(PASSAGE TO READ)
FFR vs. Angiography: Improving PCI Outcomes & Assessing Stenosis Accuracy
Long-term data from the FAME 2 trial indicates that guiding percutaneous coronary intervention (PCI) with fractional flow reserve (FFR) significantly reduces the risk of major adverse cardiac events compared to medical therapy alone, and potentially offers advantages over PCI guided by standard angiography, according to research published in Nature.
The trial, which followed 748 patients for a median of 11.2 years, demonstrated that FFR-guided PCI reduced the risk of a composite outcome of death, myocardial infarction, or urgent revascularization. Specifically, the primary endpoint occurred in 33.6% of patients in the PCI group versus 41.3% in the medical therapy group, resulting in a win ratio of 1.25 in favor of PCI (95% confidence interval 1.01–1.56, P = 0.043). This translates to a number needed to treat of 17 patients to prevent one adverse event.
FFR assesses the hemodynamic significance of coronary artery stenosis – narrowing of the arteries – by measuring the pressure difference across a blockage. This provides a more accurate assessment than relying solely on angiography, which provides a visual image of the artery but doesn’t directly measure blood flow impact. The FAME 2 trial focused on patients with stable coronary artery disease and hemodynamically significant stenoses, defined as an FFR of 0.80 or less.
The long-term benefits observed were largely driven by a reduction in urgent revascularizations. Whereas there was no statistically significant difference in all-cause mortality between the two groups (win ratio 0.88, 95% CI 0.66–1.17), FFR-guided PCI showed a benefit in reducing myocardial infarction (win ratio 1.50, 95% CI 0.98–2.31) and a substantial reduction in the need for urgent revascularization (win ratio 4.57, 95% CI 2.53–8.24).

(USING THE INFORMATION)
**a)** In the passage on FFR and angiography, how many patients did the FAME 2 trial follow?
**b)** Switch "pressure difference" to "pressure gradient" in the passage on FFR and angiography, writing it out again starting with "FFR assesses the" and going on through "0.80 or less.".
You don't need the rows for this.

[Dataset records]
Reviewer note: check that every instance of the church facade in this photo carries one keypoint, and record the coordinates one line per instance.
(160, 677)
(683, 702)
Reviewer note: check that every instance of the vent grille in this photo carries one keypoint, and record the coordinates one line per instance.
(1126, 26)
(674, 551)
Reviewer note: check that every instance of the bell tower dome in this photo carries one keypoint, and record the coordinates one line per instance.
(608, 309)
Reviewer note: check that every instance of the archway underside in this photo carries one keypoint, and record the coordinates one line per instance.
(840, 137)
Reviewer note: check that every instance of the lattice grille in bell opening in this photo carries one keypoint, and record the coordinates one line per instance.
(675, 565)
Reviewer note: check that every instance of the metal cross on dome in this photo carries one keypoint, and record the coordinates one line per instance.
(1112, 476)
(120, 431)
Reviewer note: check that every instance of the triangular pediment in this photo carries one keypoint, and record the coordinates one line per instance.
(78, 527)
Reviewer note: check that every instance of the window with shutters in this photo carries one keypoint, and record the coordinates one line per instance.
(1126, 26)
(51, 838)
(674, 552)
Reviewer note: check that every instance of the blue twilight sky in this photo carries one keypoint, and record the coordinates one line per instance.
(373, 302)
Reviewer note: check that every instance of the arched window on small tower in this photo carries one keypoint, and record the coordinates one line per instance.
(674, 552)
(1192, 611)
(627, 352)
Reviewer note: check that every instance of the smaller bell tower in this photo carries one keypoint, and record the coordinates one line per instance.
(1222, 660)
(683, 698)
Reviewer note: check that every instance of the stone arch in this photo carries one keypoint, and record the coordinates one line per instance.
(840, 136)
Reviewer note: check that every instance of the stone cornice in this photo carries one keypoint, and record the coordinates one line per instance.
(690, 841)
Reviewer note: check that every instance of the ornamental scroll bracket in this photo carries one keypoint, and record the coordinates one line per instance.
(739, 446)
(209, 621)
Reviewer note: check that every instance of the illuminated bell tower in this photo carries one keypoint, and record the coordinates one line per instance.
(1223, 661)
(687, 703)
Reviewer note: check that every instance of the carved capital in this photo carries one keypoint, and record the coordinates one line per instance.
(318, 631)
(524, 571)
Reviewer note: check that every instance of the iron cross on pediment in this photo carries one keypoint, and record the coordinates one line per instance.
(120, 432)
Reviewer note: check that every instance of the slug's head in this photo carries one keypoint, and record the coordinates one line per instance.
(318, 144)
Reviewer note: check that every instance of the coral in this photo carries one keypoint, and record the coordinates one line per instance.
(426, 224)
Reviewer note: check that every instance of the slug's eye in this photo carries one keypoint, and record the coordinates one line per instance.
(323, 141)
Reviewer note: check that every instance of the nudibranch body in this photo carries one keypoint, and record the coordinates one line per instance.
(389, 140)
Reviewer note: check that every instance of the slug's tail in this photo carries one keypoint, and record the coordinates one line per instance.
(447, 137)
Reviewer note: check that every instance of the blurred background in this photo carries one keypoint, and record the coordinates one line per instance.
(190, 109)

--

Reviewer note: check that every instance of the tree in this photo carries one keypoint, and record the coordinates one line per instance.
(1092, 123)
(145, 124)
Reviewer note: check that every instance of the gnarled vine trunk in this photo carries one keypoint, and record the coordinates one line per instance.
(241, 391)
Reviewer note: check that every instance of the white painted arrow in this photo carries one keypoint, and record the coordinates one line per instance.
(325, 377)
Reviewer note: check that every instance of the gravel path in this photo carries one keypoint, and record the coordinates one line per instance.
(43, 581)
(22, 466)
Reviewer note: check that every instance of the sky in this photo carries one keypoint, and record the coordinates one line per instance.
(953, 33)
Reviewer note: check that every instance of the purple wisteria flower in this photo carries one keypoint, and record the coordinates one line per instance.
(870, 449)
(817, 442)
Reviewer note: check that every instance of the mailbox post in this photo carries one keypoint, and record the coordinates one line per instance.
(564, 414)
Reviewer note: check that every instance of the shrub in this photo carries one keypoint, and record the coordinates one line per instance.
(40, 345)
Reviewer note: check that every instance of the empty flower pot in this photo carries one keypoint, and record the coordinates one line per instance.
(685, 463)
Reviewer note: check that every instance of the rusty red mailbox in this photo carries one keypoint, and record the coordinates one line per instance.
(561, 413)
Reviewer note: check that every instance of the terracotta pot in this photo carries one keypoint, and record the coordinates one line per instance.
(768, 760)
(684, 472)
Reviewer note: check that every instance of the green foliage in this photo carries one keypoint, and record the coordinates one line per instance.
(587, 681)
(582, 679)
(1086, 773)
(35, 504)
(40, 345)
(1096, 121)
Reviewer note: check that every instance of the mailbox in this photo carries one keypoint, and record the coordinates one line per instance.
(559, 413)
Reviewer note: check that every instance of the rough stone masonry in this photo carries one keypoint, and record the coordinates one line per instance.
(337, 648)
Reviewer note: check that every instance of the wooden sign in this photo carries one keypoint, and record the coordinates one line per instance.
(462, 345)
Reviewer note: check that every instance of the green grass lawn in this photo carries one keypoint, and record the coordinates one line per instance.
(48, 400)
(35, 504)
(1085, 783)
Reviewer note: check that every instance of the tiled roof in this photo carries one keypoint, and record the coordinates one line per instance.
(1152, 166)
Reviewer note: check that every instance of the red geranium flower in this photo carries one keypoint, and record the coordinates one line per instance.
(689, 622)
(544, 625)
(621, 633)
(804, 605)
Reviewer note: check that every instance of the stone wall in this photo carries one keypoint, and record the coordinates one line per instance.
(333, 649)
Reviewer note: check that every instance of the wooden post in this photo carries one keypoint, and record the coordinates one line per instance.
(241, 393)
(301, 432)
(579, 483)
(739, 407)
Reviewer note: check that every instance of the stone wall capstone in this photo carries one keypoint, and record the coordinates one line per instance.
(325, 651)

(SET OF ANSWERS)
**a)** 748 patients.

**b)**
FFR assesses the hemodynamic significance of coronary artery stenosis – narrowing of the arteries – by measuring the pressure gradient across a blockage. This provides a more accurate assessment than relying solely on angiography, which provides a visual image of the artery but doesn’t directly measure blood flow impact. The FAME 2 trial focused on patients with stable coronary artery disease and hemodynamically significant stenoses, defined as an FFR of 0.80 or less.